▶ [Task prompt]: Can you update the data below by replacing every "detect" with "locate" and changing nothing else? Leave the pictures out of your answer.
★ ★ ★ ★
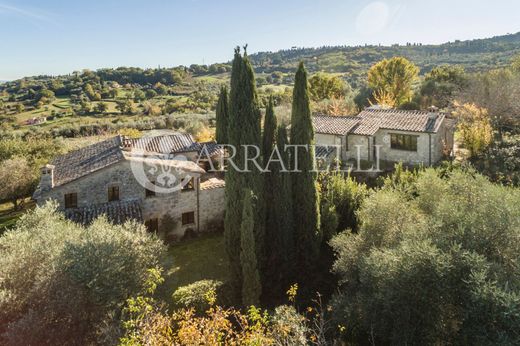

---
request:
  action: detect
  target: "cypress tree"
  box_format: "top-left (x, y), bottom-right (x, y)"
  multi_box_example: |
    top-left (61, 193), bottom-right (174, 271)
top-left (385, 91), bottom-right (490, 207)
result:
top-left (263, 126), bottom-right (295, 305)
top-left (215, 86), bottom-right (229, 144)
top-left (262, 96), bottom-right (276, 168)
top-left (240, 189), bottom-right (262, 306)
top-left (224, 47), bottom-right (264, 292)
top-left (291, 62), bottom-right (321, 275)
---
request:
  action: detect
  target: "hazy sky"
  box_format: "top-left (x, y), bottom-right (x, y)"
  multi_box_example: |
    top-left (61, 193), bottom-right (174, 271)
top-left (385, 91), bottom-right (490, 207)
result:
top-left (0, 0), bottom-right (520, 80)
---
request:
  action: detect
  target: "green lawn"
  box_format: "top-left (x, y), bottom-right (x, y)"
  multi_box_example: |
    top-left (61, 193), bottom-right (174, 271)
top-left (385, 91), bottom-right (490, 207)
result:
top-left (157, 233), bottom-right (229, 303)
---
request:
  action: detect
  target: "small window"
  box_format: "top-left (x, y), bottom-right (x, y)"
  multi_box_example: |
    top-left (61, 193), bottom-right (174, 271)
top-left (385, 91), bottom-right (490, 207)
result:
top-left (144, 218), bottom-right (159, 233)
top-left (108, 186), bottom-right (119, 202)
top-left (145, 181), bottom-right (155, 198)
top-left (390, 134), bottom-right (417, 151)
top-left (182, 178), bottom-right (195, 191)
top-left (182, 211), bottom-right (195, 226)
top-left (65, 192), bottom-right (78, 209)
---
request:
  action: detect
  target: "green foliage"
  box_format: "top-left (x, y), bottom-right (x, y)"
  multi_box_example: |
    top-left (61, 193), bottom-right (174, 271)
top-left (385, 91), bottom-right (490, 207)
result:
top-left (291, 63), bottom-right (321, 282)
top-left (420, 65), bottom-right (468, 108)
top-left (240, 189), bottom-right (262, 306)
top-left (458, 69), bottom-right (520, 134)
top-left (0, 157), bottom-right (36, 210)
top-left (96, 102), bottom-right (108, 114)
top-left (0, 204), bottom-right (164, 345)
top-left (309, 72), bottom-right (350, 102)
top-left (224, 48), bottom-right (264, 291)
top-left (332, 169), bottom-right (520, 345)
top-left (262, 125), bottom-right (296, 301)
top-left (368, 57), bottom-right (419, 106)
top-left (215, 86), bottom-right (229, 144)
top-left (320, 172), bottom-right (369, 235)
top-left (172, 280), bottom-right (223, 313)
top-left (262, 97), bottom-right (277, 167)
top-left (471, 135), bottom-right (520, 186)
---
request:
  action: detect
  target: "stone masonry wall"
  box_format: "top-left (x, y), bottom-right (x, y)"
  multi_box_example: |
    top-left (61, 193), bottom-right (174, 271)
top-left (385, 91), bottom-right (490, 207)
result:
top-left (37, 161), bottom-right (225, 239)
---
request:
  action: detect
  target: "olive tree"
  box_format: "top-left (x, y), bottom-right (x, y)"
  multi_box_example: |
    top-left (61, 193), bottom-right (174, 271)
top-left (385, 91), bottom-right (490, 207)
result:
top-left (0, 204), bottom-right (164, 345)
top-left (332, 169), bottom-right (520, 345)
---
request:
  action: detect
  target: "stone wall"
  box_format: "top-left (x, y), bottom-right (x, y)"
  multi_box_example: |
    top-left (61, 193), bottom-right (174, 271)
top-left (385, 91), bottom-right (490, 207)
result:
top-left (314, 133), bottom-right (347, 160)
top-left (37, 161), bottom-right (225, 239)
top-left (347, 125), bottom-right (453, 165)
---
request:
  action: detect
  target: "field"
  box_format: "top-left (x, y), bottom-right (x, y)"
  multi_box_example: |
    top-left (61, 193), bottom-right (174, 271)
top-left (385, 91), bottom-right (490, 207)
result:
top-left (157, 233), bottom-right (229, 303)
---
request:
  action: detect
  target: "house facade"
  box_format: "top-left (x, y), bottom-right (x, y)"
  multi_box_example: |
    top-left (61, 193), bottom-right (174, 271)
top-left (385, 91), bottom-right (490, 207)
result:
top-left (313, 108), bottom-right (454, 166)
top-left (33, 134), bottom-right (225, 239)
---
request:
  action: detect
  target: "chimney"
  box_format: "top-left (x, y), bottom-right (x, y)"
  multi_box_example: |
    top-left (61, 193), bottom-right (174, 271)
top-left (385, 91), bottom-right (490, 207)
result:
top-left (428, 106), bottom-right (439, 120)
top-left (40, 165), bottom-right (54, 191)
top-left (119, 135), bottom-right (132, 151)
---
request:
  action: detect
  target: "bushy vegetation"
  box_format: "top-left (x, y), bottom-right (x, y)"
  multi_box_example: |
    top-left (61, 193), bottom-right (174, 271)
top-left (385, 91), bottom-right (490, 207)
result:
top-left (332, 169), bottom-right (520, 344)
top-left (0, 204), bottom-right (164, 345)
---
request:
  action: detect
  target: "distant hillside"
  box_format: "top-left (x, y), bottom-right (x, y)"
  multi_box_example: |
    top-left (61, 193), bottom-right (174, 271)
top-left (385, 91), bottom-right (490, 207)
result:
top-left (250, 32), bottom-right (520, 87)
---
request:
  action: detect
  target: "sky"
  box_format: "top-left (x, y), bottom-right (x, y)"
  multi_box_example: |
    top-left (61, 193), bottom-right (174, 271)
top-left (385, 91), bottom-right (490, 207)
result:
top-left (0, 0), bottom-right (520, 80)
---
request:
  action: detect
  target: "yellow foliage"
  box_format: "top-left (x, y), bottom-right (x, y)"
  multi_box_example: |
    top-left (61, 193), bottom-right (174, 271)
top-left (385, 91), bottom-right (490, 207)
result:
top-left (119, 127), bottom-right (141, 138)
top-left (195, 127), bottom-right (215, 142)
top-left (369, 90), bottom-right (397, 108)
top-left (453, 102), bottom-right (493, 156)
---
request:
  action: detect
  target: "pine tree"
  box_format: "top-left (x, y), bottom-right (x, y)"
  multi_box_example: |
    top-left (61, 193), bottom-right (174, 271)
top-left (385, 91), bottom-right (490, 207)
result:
top-left (215, 86), bottom-right (229, 144)
top-left (224, 48), bottom-right (265, 291)
top-left (240, 189), bottom-right (262, 306)
top-left (291, 63), bottom-right (321, 275)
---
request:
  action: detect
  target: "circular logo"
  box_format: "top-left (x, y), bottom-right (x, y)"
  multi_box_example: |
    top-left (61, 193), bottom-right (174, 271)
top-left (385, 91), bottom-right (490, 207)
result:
top-left (125, 136), bottom-right (193, 194)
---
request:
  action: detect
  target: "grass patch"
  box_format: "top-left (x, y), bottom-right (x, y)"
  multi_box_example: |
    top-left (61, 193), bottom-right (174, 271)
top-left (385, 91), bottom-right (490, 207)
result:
top-left (157, 233), bottom-right (230, 303)
top-left (0, 199), bottom-right (35, 235)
★ ★ ★ ★
▶ [Response]:
---
request:
  action: locate
  target: "cypress tree"
  box_format: "top-left (x, y), bottom-right (x, y)"
  multi_box_example: |
    top-left (61, 193), bottom-right (174, 271)
top-left (385, 91), bottom-right (490, 207)
result:
top-left (263, 126), bottom-right (295, 305)
top-left (215, 86), bottom-right (229, 144)
top-left (262, 96), bottom-right (276, 168)
top-left (240, 189), bottom-right (262, 306)
top-left (224, 47), bottom-right (264, 292)
top-left (291, 62), bottom-right (321, 275)
---
request:
  action: locate
  target: "hazy sky"
  box_format: "top-left (x, y), bottom-right (x, y)"
  multi_box_example: |
    top-left (61, 193), bottom-right (174, 271)
top-left (385, 91), bottom-right (490, 207)
result:
top-left (0, 0), bottom-right (520, 80)
---
request:
  action: locate
  target: "green lawn"
  box_format: "top-left (x, y), bottom-right (x, y)"
  multi_box_example: |
    top-left (61, 193), bottom-right (174, 271)
top-left (385, 91), bottom-right (490, 207)
result:
top-left (157, 233), bottom-right (229, 303)
---
request:
  action: locate
  target: "small window"
  box_format: "top-left (x, y), bottom-right (x, y)"
  multi_box_example: |
    top-left (61, 193), bottom-right (174, 271)
top-left (385, 91), bottom-right (490, 207)
result:
top-left (144, 218), bottom-right (159, 233)
top-left (108, 186), bottom-right (119, 202)
top-left (145, 181), bottom-right (155, 198)
top-left (390, 134), bottom-right (417, 151)
top-left (182, 178), bottom-right (195, 191)
top-left (182, 211), bottom-right (195, 226)
top-left (65, 192), bottom-right (78, 209)
---
request:
  action: locate
  target: "green foliage"
  box_format: "top-left (x, y), bottom-right (x, y)"
  multi_box_example: |
    top-left (61, 193), bottom-right (174, 271)
top-left (385, 91), bottom-right (490, 207)
result:
top-left (291, 63), bottom-right (321, 282)
top-left (420, 65), bottom-right (468, 108)
top-left (240, 189), bottom-right (262, 306)
top-left (458, 69), bottom-right (520, 134)
top-left (0, 157), bottom-right (36, 210)
top-left (96, 102), bottom-right (108, 114)
top-left (0, 204), bottom-right (164, 345)
top-left (309, 72), bottom-right (350, 102)
top-left (224, 48), bottom-right (264, 291)
top-left (332, 169), bottom-right (520, 345)
top-left (262, 125), bottom-right (296, 301)
top-left (368, 57), bottom-right (419, 106)
top-left (215, 86), bottom-right (229, 144)
top-left (320, 172), bottom-right (369, 235)
top-left (172, 280), bottom-right (223, 313)
top-left (262, 97), bottom-right (277, 167)
top-left (471, 135), bottom-right (520, 186)
---
request:
  action: locate
  target: "stone masonry wall"
  box_format: "top-left (x, y), bottom-right (x, y)"
  multi_box_example: |
    top-left (61, 193), bottom-right (174, 271)
top-left (385, 91), bottom-right (490, 207)
result:
top-left (37, 161), bottom-right (225, 239)
---
request:
  action: locate
  target: "olive tree"
  box_format: "top-left (x, y), bottom-right (x, y)"
  multi_box_example: |
    top-left (61, 193), bottom-right (174, 271)
top-left (385, 91), bottom-right (490, 207)
result:
top-left (0, 204), bottom-right (164, 345)
top-left (332, 169), bottom-right (520, 345)
---
request:
  action: locate
  target: "stone wall"
  box_format: "top-left (x, y), bottom-right (x, y)"
  multi_box_example: |
    top-left (61, 193), bottom-right (174, 271)
top-left (385, 91), bottom-right (490, 207)
result:
top-left (314, 133), bottom-right (347, 160)
top-left (37, 161), bottom-right (225, 239)
top-left (347, 125), bottom-right (453, 165)
---
request:
  action: locate
  target: "field"
  box_format: "top-left (x, y), bottom-right (x, y)"
  multi_box_example: |
    top-left (61, 193), bottom-right (174, 271)
top-left (385, 91), bottom-right (490, 207)
result:
top-left (157, 233), bottom-right (229, 303)
---
request:
  action: locate
  target: "house facade"
  box_format: "top-left (x, y), bottom-right (x, y)"
  multi_box_example: |
    top-left (61, 193), bottom-right (174, 271)
top-left (385, 91), bottom-right (490, 207)
result:
top-left (313, 108), bottom-right (454, 166)
top-left (33, 134), bottom-right (225, 239)
---
request:
  action: locate
  target: "chimney"
  box_format: "top-left (x, y), bottom-right (x, y)"
  multi_box_example: |
    top-left (61, 193), bottom-right (174, 271)
top-left (385, 91), bottom-right (490, 207)
result:
top-left (428, 106), bottom-right (439, 120)
top-left (40, 165), bottom-right (54, 191)
top-left (119, 135), bottom-right (132, 151)
---
request:
  action: locate
  target: "bushy vegetation"
  box_format: "top-left (x, y), bottom-right (x, y)"
  multi_box_example: |
    top-left (61, 193), bottom-right (174, 271)
top-left (385, 91), bottom-right (490, 207)
result:
top-left (332, 169), bottom-right (520, 344)
top-left (0, 204), bottom-right (164, 345)
---
request:
  action: locate
  target: "distant hillside"
  box_format: "top-left (x, y), bottom-right (x, y)"
  multi_box_example: |
    top-left (61, 193), bottom-right (174, 271)
top-left (385, 91), bottom-right (490, 207)
result:
top-left (250, 32), bottom-right (520, 87)
---
request:
  action: locate
  target: "sky"
  box_format: "top-left (x, y), bottom-right (x, y)"
  multi_box_example: |
    top-left (61, 193), bottom-right (174, 271)
top-left (385, 91), bottom-right (490, 207)
result:
top-left (0, 0), bottom-right (520, 80)
---
request:
  action: locate
  target: "yellow foliage"
  box_format: "top-left (x, y), bottom-right (x, y)"
  multi_box_example: |
    top-left (61, 193), bottom-right (174, 271)
top-left (385, 91), bottom-right (490, 207)
result:
top-left (119, 127), bottom-right (141, 138)
top-left (195, 127), bottom-right (215, 142)
top-left (369, 90), bottom-right (397, 108)
top-left (453, 102), bottom-right (493, 156)
---
request:
  action: locate
  target: "pine tree"
  box_format: "top-left (x, y), bottom-right (x, y)"
  multi_box_example: |
    top-left (61, 193), bottom-right (174, 271)
top-left (385, 91), bottom-right (490, 207)
result:
top-left (215, 86), bottom-right (229, 144)
top-left (224, 48), bottom-right (265, 291)
top-left (240, 189), bottom-right (262, 306)
top-left (291, 63), bottom-right (321, 275)
---
request:
  action: locate
  target: "circular logo"
  box_format: "top-left (x, y), bottom-right (x, y)"
  multi_box_example: |
    top-left (61, 193), bottom-right (174, 271)
top-left (385, 91), bottom-right (490, 207)
result:
top-left (125, 136), bottom-right (193, 194)
---
request:
  action: locate
  target: "grass patch"
  box_format: "top-left (x, y), bottom-right (x, y)"
  multi_box_example: |
    top-left (61, 193), bottom-right (174, 271)
top-left (385, 91), bottom-right (490, 207)
result:
top-left (157, 233), bottom-right (230, 303)
top-left (0, 199), bottom-right (35, 235)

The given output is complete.